- Written request
Find the line that contains "Identify each instance of the glossy"; then retype it and each line after it, exactly, through the final line of the data below.

- Information given
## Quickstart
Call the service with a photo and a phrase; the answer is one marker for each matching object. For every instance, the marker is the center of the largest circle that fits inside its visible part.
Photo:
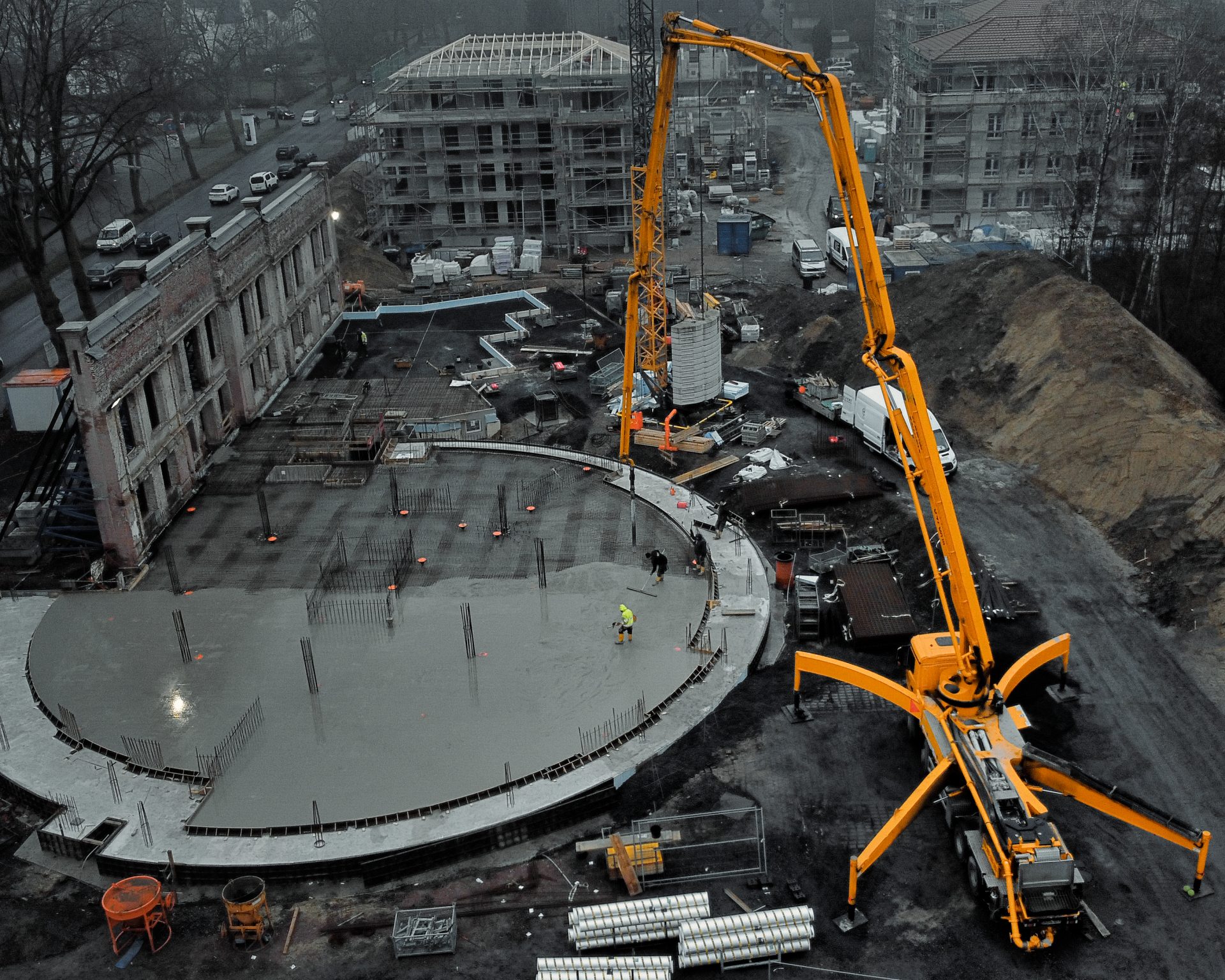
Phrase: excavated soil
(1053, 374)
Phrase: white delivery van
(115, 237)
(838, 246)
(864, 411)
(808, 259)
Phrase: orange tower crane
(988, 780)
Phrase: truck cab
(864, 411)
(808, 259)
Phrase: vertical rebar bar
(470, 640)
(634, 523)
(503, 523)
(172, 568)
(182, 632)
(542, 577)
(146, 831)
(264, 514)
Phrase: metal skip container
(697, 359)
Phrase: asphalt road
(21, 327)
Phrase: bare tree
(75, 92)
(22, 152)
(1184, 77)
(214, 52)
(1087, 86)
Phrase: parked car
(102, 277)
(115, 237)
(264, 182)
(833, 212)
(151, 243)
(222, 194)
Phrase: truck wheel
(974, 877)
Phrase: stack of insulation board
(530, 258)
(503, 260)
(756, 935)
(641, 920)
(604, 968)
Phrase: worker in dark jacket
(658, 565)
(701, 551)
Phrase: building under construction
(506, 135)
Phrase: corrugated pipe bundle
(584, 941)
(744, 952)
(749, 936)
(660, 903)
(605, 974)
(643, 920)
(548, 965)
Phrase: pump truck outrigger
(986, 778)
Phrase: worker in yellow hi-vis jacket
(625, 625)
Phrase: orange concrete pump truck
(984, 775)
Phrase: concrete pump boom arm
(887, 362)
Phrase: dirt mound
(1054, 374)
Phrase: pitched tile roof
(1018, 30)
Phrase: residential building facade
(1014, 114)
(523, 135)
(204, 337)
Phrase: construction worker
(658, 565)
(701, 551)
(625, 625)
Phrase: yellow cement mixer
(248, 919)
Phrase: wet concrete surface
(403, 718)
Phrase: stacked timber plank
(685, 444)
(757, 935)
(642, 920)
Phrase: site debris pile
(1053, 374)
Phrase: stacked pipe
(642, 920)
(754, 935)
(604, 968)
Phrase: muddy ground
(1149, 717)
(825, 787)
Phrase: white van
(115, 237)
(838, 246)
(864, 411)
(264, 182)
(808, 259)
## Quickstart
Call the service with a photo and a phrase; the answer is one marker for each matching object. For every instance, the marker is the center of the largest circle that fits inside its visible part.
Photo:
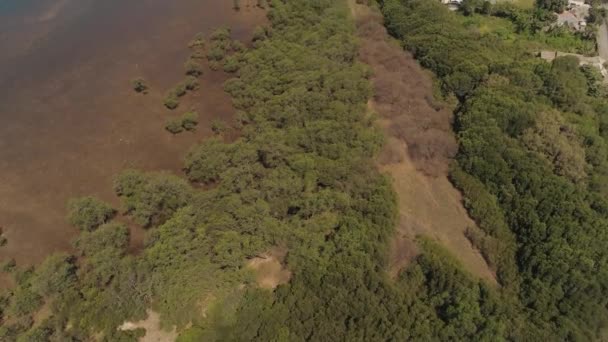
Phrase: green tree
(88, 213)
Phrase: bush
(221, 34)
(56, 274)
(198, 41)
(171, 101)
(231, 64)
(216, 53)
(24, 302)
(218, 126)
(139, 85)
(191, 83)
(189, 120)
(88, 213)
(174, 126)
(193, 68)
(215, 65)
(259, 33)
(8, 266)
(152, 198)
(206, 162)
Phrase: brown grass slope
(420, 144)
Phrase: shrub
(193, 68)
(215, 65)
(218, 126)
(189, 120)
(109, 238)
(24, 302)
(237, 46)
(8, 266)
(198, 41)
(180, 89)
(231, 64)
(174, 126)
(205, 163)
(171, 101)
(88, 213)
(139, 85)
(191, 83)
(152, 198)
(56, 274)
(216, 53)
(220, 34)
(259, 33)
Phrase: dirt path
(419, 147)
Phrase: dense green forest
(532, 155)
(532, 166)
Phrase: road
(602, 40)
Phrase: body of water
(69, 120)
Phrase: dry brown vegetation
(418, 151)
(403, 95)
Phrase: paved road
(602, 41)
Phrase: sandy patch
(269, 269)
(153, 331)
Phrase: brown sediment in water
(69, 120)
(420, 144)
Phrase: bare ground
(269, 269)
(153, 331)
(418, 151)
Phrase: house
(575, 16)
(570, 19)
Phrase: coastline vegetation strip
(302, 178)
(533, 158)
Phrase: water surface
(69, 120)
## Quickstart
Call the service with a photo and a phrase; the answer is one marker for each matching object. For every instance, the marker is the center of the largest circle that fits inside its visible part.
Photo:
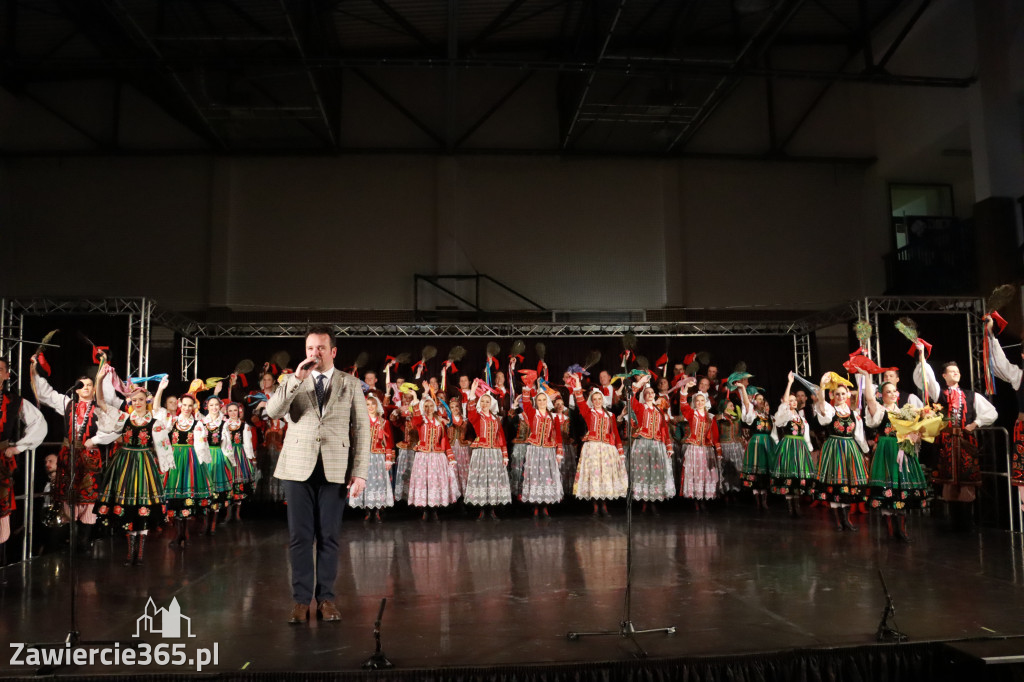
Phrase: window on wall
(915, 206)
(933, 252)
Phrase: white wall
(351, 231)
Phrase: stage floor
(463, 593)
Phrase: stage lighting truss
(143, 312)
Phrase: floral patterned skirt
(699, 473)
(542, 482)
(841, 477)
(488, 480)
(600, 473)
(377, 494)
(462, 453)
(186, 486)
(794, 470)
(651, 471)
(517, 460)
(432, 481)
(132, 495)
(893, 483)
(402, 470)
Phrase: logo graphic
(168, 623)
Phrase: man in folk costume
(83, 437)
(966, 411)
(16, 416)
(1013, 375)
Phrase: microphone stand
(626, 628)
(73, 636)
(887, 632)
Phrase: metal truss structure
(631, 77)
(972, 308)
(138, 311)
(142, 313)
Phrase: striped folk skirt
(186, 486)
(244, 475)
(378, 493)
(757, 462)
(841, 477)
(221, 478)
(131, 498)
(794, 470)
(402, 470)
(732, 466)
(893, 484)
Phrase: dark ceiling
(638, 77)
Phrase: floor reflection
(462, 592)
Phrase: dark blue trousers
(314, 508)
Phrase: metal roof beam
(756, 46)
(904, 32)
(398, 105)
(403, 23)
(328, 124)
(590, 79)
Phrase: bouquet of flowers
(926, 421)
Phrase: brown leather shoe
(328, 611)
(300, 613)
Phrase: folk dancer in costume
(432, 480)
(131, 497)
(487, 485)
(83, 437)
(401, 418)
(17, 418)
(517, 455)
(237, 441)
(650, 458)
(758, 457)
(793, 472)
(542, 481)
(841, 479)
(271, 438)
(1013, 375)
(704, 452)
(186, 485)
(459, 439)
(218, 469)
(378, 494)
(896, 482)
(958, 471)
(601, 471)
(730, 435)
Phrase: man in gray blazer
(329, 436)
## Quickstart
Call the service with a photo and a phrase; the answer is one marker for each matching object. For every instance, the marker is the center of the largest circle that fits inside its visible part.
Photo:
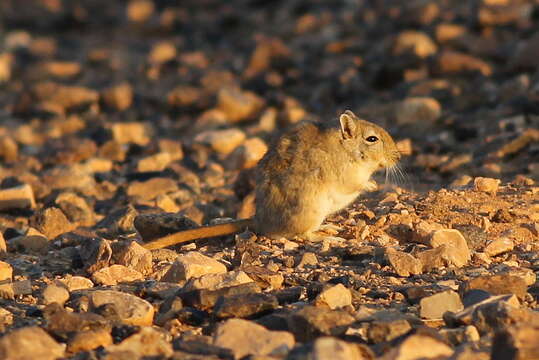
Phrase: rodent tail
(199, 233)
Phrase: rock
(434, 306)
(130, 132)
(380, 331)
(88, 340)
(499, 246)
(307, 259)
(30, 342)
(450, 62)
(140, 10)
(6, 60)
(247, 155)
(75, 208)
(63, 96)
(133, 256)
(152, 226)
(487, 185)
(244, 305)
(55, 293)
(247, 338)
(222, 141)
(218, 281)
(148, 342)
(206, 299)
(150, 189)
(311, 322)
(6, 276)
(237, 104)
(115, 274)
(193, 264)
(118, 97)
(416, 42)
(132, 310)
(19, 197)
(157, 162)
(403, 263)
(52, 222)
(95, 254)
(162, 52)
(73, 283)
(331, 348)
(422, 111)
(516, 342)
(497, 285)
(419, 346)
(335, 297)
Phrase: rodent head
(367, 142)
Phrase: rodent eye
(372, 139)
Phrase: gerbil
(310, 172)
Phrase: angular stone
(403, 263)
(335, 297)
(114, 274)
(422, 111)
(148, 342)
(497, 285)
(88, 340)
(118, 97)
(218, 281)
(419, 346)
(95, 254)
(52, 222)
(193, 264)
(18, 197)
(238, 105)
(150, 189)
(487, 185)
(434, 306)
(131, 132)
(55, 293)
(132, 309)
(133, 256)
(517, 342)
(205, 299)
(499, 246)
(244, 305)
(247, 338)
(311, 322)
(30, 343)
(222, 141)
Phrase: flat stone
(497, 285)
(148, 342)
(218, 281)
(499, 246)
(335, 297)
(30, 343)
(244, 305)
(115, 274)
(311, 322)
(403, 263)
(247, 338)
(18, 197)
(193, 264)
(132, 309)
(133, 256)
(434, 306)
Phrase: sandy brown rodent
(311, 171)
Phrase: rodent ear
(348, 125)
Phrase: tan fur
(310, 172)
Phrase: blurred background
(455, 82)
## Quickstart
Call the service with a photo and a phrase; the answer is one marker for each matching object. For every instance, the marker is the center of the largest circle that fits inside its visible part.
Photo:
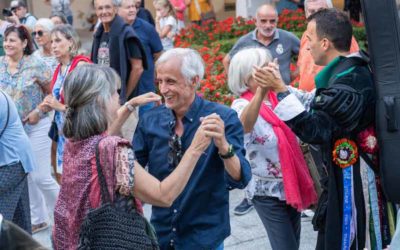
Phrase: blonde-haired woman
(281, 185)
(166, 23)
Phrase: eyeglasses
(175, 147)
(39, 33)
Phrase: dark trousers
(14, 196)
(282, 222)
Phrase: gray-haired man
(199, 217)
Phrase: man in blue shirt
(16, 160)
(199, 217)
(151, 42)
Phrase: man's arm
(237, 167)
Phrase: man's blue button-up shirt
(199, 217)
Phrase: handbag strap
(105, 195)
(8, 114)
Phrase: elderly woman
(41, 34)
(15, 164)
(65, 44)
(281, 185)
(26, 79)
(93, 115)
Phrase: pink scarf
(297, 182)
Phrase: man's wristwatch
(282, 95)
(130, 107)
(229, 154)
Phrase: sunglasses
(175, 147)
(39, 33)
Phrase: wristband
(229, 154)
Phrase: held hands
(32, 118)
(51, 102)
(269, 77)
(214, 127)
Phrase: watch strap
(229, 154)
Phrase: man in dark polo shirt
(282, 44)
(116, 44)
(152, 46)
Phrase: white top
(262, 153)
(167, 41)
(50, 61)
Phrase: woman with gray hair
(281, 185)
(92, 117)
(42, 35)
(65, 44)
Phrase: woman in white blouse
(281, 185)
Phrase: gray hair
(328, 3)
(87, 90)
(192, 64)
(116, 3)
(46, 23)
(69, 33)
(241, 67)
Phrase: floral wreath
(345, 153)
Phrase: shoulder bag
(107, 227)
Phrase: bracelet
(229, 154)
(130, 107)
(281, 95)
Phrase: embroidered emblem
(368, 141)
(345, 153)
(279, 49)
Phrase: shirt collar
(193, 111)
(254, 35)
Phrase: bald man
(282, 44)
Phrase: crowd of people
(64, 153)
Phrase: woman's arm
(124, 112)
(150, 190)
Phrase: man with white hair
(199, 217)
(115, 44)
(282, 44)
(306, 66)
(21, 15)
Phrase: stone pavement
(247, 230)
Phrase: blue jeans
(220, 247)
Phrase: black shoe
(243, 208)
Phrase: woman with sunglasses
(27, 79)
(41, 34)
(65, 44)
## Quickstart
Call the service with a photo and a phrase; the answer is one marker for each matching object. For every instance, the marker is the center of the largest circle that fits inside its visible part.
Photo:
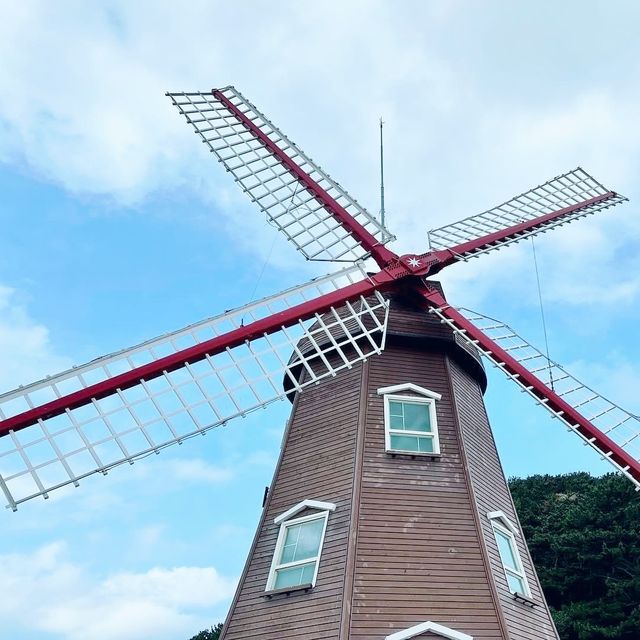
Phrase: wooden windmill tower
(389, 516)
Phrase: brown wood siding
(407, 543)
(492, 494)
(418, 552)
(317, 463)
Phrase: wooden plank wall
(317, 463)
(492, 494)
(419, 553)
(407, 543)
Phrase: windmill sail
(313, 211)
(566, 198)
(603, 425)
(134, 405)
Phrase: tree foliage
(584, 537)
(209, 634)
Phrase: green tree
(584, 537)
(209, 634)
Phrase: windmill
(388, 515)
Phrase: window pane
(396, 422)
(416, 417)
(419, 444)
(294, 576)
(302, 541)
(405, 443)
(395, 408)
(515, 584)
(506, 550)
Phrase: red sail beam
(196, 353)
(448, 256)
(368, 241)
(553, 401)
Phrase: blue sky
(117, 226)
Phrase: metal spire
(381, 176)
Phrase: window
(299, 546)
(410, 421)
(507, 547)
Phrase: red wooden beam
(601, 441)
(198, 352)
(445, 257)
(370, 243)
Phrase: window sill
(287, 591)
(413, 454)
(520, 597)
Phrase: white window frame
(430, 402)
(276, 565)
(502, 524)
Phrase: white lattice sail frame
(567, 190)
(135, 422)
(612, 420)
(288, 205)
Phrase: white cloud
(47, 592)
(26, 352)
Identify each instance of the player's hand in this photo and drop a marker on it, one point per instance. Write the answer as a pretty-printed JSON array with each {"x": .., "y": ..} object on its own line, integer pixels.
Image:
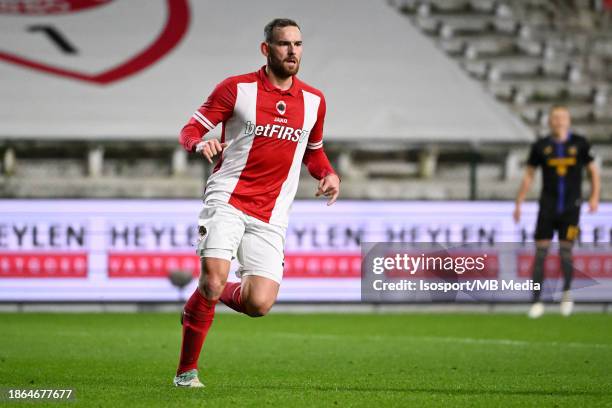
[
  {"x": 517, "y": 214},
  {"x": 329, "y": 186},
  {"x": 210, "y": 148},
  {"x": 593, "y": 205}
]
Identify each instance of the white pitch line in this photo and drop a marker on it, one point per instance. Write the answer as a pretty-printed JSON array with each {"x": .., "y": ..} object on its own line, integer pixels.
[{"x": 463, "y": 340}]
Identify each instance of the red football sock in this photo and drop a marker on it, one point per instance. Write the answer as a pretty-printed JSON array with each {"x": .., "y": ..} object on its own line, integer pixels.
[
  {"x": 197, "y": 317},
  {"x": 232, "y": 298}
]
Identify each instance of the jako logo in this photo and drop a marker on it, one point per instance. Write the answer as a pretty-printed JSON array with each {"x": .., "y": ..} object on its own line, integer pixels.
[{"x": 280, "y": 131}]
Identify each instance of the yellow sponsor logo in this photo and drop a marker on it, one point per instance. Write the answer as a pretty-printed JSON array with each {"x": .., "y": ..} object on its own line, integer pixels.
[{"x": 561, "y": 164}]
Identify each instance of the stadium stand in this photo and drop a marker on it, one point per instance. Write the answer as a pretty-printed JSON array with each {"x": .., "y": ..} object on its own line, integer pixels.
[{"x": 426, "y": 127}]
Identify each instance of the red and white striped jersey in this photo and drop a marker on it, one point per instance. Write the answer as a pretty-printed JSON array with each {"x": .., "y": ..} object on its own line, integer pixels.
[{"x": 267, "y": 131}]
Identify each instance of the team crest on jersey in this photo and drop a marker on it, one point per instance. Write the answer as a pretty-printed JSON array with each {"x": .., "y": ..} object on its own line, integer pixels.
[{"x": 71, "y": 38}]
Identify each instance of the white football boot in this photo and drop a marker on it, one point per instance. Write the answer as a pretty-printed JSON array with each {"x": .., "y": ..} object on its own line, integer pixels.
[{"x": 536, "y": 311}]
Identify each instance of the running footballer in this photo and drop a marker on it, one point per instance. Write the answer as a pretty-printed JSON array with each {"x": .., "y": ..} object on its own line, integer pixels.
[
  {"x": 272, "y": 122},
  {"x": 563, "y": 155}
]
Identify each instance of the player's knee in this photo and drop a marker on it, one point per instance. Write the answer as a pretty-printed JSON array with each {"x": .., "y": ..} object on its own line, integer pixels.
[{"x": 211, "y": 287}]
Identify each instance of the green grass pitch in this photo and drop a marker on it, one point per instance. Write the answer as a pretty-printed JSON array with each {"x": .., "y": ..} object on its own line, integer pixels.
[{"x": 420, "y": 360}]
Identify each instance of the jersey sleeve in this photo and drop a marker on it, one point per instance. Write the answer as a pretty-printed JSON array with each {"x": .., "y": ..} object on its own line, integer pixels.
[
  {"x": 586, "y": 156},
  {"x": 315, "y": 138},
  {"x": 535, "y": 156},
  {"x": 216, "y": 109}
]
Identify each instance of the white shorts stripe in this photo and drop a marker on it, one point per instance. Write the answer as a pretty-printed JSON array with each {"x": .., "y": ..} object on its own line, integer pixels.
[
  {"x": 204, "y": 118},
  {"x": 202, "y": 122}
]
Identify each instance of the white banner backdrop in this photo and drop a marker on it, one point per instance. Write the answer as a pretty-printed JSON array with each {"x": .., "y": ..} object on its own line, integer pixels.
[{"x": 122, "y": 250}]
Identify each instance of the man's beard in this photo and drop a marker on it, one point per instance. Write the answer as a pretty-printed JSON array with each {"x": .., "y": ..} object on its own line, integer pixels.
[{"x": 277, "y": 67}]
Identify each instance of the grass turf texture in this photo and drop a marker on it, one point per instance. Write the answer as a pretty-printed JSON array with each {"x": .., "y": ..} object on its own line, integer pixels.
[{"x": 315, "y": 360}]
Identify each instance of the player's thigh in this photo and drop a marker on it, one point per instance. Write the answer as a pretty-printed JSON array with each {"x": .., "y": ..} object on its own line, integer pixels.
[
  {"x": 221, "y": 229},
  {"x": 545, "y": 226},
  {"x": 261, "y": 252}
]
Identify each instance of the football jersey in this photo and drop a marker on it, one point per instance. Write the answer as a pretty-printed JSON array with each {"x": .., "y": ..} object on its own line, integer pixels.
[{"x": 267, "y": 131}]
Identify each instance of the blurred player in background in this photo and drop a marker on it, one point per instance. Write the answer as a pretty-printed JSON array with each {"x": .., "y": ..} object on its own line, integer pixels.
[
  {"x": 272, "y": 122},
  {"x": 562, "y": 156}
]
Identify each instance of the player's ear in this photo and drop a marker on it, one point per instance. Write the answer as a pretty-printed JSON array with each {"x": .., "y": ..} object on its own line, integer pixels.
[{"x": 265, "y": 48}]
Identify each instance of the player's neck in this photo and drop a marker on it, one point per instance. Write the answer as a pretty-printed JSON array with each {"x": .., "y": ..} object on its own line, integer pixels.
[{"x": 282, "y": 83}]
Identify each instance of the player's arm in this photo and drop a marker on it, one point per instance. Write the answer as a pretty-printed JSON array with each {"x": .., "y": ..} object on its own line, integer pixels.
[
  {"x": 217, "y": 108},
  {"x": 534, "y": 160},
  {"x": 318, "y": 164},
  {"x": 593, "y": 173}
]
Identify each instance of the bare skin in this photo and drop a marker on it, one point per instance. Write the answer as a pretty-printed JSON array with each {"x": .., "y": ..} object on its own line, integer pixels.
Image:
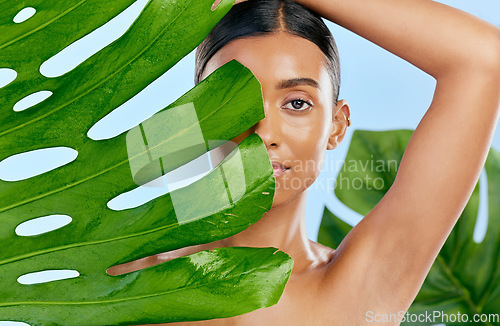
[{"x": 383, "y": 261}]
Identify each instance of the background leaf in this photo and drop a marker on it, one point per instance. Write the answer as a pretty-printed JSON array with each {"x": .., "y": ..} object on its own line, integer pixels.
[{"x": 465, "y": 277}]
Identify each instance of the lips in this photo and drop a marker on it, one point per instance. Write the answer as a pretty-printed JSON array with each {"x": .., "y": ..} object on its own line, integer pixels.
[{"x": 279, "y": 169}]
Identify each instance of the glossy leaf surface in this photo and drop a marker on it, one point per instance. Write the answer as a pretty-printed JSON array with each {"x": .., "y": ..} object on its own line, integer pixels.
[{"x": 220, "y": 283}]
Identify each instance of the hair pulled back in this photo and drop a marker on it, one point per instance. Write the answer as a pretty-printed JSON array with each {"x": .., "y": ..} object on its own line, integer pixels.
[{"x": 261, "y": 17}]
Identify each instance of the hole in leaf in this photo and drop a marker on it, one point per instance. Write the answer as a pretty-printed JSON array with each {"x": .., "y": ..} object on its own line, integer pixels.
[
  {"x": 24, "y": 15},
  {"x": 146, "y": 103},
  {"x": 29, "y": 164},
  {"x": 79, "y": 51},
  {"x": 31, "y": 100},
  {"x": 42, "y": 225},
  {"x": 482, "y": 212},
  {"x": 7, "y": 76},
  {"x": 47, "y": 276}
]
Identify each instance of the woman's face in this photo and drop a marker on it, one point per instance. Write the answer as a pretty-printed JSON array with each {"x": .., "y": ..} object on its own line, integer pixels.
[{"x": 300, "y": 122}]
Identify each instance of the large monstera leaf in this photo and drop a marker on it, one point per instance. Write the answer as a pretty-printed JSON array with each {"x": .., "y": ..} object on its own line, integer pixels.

- The completed task
Identify each instance of the glossy leaf surface in this photo and drop a marker on it, one point per instance. Write the answer as a pretty-printed JSON array with each {"x": .., "y": ..} object on its own line, integer pixels.
[{"x": 220, "y": 283}]
Identify each instance of the hair pulled back in this photo and drop a marker on it, one point per instance. Write the answer as a pretty-printed JSON array with each {"x": .., "y": ..} object on its own line, integer pixels.
[{"x": 261, "y": 17}]
Identify each instance of the hole in leaf in this photo and drop a marker on it, one point per instance. Write the answer as a pretty-printed JSON array with each {"x": .., "y": ..} object on its own line, integer pixels.
[
  {"x": 24, "y": 15},
  {"x": 146, "y": 103},
  {"x": 29, "y": 164},
  {"x": 79, "y": 51},
  {"x": 31, "y": 100},
  {"x": 42, "y": 225},
  {"x": 482, "y": 212},
  {"x": 7, "y": 76},
  {"x": 47, "y": 276}
]
Identify each instance of the woman's face in this photo and drop a marker on it, one point per instance. Write the answer as a pretty-printed JSON array with each {"x": .., "y": ..} object on its own line, integer pixels.
[{"x": 300, "y": 122}]
Identify each instance of the large monstera leaf in this photo and drop a marker on it, one point per instance. Write the answer as a pretty-printed JSON array with each {"x": .., "y": ..} object on its own line, integer pixels.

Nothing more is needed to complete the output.